Material:
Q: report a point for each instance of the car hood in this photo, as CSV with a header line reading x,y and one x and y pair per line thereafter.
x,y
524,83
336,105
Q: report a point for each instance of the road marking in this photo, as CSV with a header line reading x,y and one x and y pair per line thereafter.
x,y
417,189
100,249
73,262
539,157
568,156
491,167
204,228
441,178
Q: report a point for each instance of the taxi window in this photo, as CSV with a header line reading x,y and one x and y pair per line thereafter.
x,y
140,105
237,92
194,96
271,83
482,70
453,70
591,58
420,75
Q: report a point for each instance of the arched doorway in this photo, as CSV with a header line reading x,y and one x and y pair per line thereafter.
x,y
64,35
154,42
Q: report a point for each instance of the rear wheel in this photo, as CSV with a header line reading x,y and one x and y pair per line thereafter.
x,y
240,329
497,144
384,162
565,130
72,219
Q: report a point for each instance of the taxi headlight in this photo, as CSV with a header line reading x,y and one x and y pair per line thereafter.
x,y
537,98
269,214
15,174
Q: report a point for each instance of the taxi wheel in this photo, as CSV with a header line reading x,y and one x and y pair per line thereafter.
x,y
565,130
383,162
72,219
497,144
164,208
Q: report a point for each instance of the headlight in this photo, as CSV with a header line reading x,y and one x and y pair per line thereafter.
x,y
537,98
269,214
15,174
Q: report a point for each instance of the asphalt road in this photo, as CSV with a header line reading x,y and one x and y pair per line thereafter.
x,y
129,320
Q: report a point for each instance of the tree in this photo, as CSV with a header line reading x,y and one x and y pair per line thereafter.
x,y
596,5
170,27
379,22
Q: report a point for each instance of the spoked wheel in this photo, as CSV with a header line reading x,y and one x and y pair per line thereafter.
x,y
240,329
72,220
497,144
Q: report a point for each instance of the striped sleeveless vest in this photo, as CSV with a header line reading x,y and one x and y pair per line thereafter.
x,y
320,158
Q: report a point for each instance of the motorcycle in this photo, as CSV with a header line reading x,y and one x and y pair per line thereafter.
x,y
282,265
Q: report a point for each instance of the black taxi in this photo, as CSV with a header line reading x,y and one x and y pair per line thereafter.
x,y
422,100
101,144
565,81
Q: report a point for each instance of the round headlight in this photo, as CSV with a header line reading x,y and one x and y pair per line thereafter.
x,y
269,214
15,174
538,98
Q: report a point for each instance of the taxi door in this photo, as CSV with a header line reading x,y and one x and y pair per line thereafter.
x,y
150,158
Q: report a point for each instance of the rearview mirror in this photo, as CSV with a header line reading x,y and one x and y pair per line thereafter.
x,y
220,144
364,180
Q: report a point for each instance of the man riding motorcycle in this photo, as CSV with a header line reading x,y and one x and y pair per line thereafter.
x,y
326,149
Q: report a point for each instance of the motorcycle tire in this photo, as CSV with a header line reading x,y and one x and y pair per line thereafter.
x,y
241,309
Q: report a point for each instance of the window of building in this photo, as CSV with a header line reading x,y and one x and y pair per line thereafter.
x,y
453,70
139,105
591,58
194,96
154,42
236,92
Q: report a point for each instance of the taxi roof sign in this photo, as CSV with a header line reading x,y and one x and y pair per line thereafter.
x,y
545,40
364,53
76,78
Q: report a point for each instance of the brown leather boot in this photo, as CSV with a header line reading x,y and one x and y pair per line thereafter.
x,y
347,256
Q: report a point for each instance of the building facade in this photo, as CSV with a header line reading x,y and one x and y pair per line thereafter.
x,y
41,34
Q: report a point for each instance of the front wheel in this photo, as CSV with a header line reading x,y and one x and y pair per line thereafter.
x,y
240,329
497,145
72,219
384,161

What you need to do:
Write out every entry again exactly, please, with nothing missing.

The reply:
Q: report a point for each instance of the car hood in this photo, as CSV with a header line reading x,y and one x and y pair per line thereafter.
x,y
524,83
336,105
Q: report a point for each instance of the road marking in this photo, as CSV with a header line reading x,y and one x and y pair per line thereafter.
x,y
417,189
100,249
73,262
539,157
568,156
491,167
204,228
441,178
Q: report a point for each instance of the taxi window in this photo, as CSV with a header line reading x,y and one x and y pair per line thereafter.
x,y
140,105
237,92
194,96
271,83
482,70
453,70
591,58
420,75
Q: report a point for each instance of the arched doorway in this photo, as CSV with a header line reading x,y and one x and y pair per line thereafter.
x,y
64,35
154,42
Q: report a point for each instance of the rear wheel in this photo, as CSV with a header line reading x,y and one x and y pair per line thereafter.
x,y
240,329
497,144
384,162
565,130
72,219
Q: report a point for each instance of the taxi headlight in this photo, as CSV with a header line reading x,y and one x and y pair per line thereafter.
x,y
537,98
269,214
15,174
Q: report a point for each instance of the taxi wheel in this photo, as CSV with a header line reading x,y and one x and y pair per line thereafter.
x,y
565,130
383,162
72,219
497,144
164,208
Q: report a point for each instance of the headlight in this photo, as CSV with a header line reading x,y and one x and y pair per line thereafter.
x,y
537,98
269,214
15,174
Q: report a point for each instance of the asphalt road in this photo, as CSV with a header line reading x,y and one x and y pair per line thereafter.
x,y
129,320
Q: report a point for each instance of the tree in this photo, as CSV with a header line reading x,y and one x and y pair per line thereafter.
x,y
596,5
170,27
379,22
Q: report a point for each instance of the spoked wheel in this photo, as CSV with a header line reading x,y and one x and y pair per line thereafter.
x,y
240,329
72,220
497,144
Q: report a point for each instance of the striped sleeveless vest in this photo, as CSV with a header line reading x,y and one x and y pair per line thereafter.
x,y
320,158
Q: report a point for each instance of the motorcycle in this photo, as CSV with a header line reading x,y and one x and y pair per line thereafter.
x,y
282,265
Q: report a point for each instance of the black taxi in this photo, as CSV with a header line reading x,y and one x and y pair per line thereafter.
x,y
422,100
101,144
565,81
Q: report a point for each instance of the round headlight in this photo, as CSV with a header line reading x,y and one x and y pair per line thereafter.
x,y
269,214
15,174
538,98
Q: report a point for each instance of the taxi door in this photo, as CSV with a header line reading x,y and one x and y pair per line thereafter.
x,y
150,158
Q: report a point for each instance of the rearview mirror in this photo, as CSV with a header line reading x,y and one x and y pair per line thereafter.
x,y
220,144
364,180
Q: report a point for each instance of the man riding motorcycle in this photo, as CSV with a header line reading x,y and one x and y pair per line thereafter.
x,y
326,149
Q: report a point for each instance of the motorcycle tire in this photo, as CSV with a header line reading x,y and one x and y pair per line thereafter.
x,y
241,309
Q: report a point for each instance of the window of building in this photo, as CSV with a header line reading x,y and one x and y pair per line thereafter.
x,y
453,70
139,105
591,58
194,96
154,42
236,92
Q: report a point for each instance of the taxi roof sign in this photo, as CSV with a header line reading x,y and one x and y pair per line thereafter.
x,y
545,40
364,53
76,78
Q: report a point for each instance of the brown leather boot in this photo, as CSV with a header line reading x,y and one x and y pair per line thereafter.
x,y
347,256
Q: report a point for each instance of the building facade in this photo, as CSV with a header line reading x,y and one x and y pair per line thereafter.
x,y
41,34
Q: report a point for each instance of the front wheel in this photo, as CSV with a header line reading x,y and one x and y pair per line thereafter.
x,y
240,329
497,145
72,219
384,161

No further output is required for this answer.